- Record excerpts:
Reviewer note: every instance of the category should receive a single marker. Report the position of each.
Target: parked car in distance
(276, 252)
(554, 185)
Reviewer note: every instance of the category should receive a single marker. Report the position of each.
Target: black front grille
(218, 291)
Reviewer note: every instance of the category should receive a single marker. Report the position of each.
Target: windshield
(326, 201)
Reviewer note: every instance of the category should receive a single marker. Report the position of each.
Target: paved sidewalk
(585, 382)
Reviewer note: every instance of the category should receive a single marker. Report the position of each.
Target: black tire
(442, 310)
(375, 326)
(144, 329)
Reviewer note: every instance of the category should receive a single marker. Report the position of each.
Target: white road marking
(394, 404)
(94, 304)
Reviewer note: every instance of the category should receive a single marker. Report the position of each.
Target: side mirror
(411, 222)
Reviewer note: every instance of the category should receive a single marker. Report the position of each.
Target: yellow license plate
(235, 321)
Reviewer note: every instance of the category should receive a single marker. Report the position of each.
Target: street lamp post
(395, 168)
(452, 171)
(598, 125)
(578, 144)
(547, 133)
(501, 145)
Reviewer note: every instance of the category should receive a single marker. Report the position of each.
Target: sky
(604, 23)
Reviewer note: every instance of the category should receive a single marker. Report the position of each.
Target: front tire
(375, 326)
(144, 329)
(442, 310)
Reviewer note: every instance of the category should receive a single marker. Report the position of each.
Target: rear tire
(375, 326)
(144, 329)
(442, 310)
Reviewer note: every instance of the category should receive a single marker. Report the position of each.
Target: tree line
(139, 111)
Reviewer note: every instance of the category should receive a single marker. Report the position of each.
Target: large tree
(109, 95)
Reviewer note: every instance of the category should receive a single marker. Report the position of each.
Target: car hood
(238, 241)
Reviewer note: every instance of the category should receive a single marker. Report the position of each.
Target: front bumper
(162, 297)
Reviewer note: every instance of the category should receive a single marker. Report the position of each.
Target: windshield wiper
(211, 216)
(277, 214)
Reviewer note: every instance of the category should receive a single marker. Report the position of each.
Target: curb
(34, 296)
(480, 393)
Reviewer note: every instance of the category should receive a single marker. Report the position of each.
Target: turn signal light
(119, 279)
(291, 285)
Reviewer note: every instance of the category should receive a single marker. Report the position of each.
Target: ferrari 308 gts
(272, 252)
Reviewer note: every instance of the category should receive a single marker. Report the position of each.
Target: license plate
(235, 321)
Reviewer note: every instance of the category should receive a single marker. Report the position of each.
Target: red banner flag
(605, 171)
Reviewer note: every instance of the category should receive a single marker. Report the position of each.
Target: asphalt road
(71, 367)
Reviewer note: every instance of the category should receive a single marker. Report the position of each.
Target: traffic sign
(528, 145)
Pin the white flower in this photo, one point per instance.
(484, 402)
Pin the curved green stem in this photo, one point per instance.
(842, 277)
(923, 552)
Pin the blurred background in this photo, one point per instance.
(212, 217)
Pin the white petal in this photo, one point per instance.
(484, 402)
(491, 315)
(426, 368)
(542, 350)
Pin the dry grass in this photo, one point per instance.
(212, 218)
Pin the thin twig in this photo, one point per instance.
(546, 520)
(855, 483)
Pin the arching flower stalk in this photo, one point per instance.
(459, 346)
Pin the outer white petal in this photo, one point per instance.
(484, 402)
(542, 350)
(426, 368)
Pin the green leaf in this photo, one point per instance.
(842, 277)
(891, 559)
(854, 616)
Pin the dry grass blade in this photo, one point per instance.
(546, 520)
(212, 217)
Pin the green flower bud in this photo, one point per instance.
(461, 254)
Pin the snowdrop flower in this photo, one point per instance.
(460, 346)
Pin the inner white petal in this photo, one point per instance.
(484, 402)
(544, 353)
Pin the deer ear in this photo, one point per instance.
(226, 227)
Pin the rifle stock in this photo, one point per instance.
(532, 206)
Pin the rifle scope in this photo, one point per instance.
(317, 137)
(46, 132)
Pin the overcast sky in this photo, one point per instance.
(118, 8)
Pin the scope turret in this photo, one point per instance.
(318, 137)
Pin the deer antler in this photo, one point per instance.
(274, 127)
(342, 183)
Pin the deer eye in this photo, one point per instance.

- Exercise requirements: Copy out the material above in full so that every line matches the original.

- Your response:
Reviewer note: every instance of the category should receive a single marker. Report the position of each.
Target: parked car in distance
(276, 252)
(554, 185)
Reviewer note: every instance of the category should receive a single marker. Report the position of each.
Target: black front grille
(218, 291)
Reviewer note: every instance of the category should receive a single marker. Report the position of each.
Target: windshield
(326, 201)
Reviewer note: every instance of the category should receive a single marker. Report the position of each.
Target: paved sidewalk
(585, 382)
Reviewer note: every instance of the category should receive a single marker. Report the position of each.
Target: black tire
(442, 310)
(375, 326)
(144, 329)
Reviewer note: every instance of the category should receive a single marker. Report the position of each.
Target: white road marking
(394, 404)
(94, 304)
Reviewer note: every instance of the category should receive a single marker. Report the position of each.
Target: side mirror
(411, 222)
Reviewer note: every instance of the category should receive a single marker. Report the position of each.
Target: yellow license plate
(235, 321)
Reviewer note: every instance of the category should receive a single marker. Report the position of each.
Target: street lamp post
(395, 168)
(452, 171)
(598, 125)
(578, 144)
(547, 133)
(501, 145)
Reviewer note: every instance of the category should receive a single marker. Report the position of each.
Target: sky
(604, 23)
Reviewer note: every instance of the category should receive a single marker. Report the position of each.
Target: front tire
(375, 326)
(144, 329)
(442, 310)
Reviewer note: every instance of the category should receive a single marker. Report the position of each.
Target: rear tire
(375, 326)
(144, 329)
(442, 310)
Reviewer note: every instance of the category should receive a single marker. Report the position of each.
Target: tree line
(139, 111)
Reviewer note: every instance of the category should receive a single marker. Report the position of each.
Target: large tree
(109, 95)
Reviewer note: every instance of the category should receive a single marker. Report the position of each.
Target: car hood
(238, 241)
Reviewer note: every instance of the category should receive a single marker. Report the position of each.
Target: front bumper
(162, 297)
Reviewer note: every instance of the category should receive a single marker. Report the position of each.
Target: windshield wiper
(211, 216)
(277, 214)
Reviewer note: every instance of the category should receive a single marker. Report the position of each.
Target: curb
(34, 296)
(480, 393)
Reviewer note: every instance of the category should receive a single marker. Report the position of each.
Target: turn signal light
(119, 279)
(291, 285)
Reviewer note: every instance of the category should receive a single marker. Report the position of each.
Target: ferrari 308 gts
(272, 252)
Reviewer note: every instance of the category should receive a single marker. Report the position of each.
Target: license plate
(235, 321)
Reviewer note: every instance of the category should receive a single marker. Report the position of each.
Target: red banner flag
(605, 171)
Reviewer note: every instance of the category should receive a single marker. Report the position of each.
Target: asphalt road
(71, 367)
Reviewer note: every instance of the category should receive a single marker. Report the position of each.
Target: traffic sign
(528, 145)
Pin the white flower in this photo, one point per instance.
(484, 402)
Pin the curved green stem in this photo, one point per instance.
(842, 277)
(923, 552)
Pin the blurred background in this photo, one point per instance.
(212, 217)
Pin the white petal in this photo, one point per instance.
(484, 402)
(491, 315)
(426, 368)
(542, 350)
Pin the dry grass in this photo, one point per instance.
(212, 218)
Pin the thin twig in this photo, one point per instance.
(546, 520)
(855, 483)
Pin the arching flower stalk in this photo, one point per instance.
(459, 346)
Pin the outer white petal in this photo, one point per instance.
(484, 402)
(542, 350)
(426, 368)
Pin the green leaf in this photo, one point per instance.
(842, 277)
(891, 559)
(854, 616)
Pin the dry grass blade in this photo, one point per instance.
(546, 520)
(212, 217)
Pin the green flower bud in this photo, one point per instance.
(461, 254)
Pin the snowdrop flower in this photo, one point per instance.
(460, 346)
Pin the inner white petal in this photo, one point per instance.
(484, 402)
(544, 353)
Pin the deer ear in this photo, one point per instance.
(226, 227)
Pin the rifle stock in this photo, one point per instance.
(532, 206)
Pin the rifle scope in this photo, one point per instance.
(317, 137)
(46, 132)
Pin the overcast sky in this photo, one point per instance.
(118, 8)
Pin the scope turret in this photo, one point per instance.
(318, 137)
Pin the deer antler in this photo, one point per instance.
(274, 127)
(342, 183)
Pin the deer eye in this photo, one point per instance.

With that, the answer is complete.